## SHORT PROBLEM:
Transcribe every line of the records below verbatim, keeping each character, space, and line break unchanged.

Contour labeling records
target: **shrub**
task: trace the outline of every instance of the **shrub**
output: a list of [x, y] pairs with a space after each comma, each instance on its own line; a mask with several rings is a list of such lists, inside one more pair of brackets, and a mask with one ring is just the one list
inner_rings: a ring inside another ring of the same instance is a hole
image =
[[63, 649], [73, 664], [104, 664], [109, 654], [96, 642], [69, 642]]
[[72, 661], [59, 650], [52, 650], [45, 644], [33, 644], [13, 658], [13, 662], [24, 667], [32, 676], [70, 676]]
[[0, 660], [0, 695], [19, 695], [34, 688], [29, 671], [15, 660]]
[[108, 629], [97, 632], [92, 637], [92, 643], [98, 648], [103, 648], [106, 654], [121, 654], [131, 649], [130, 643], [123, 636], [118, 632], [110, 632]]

## EXERCISE OUTPUT:
target: **shrub**
task: trace the outline of every instance of the **shrub**
output: a list of [x, y] pairs with a space after each comma, each instance on its own line; a mask with several rings is a list of such lists, inside one more pair of brackets, and a mask with one ring is just the one list
inner_rings: a ring inside another ring of the same instance is a hole
image =
[[63, 649], [73, 664], [104, 664], [109, 654], [96, 642], [69, 642]]
[[72, 661], [59, 650], [52, 650], [45, 644], [33, 644], [13, 658], [13, 662], [24, 667], [32, 676], [70, 676]]
[[0, 660], [0, 695], [19, 695], [34, 688], [29, 671], [15, 660]]
[[108, 629], [97, 632], [92, 637], [92, 643], [98, 648], [103, 648], [106, 654], [121, 654], [131, 649], [130, 643], [123, 636], [118, 632], [110, 632]]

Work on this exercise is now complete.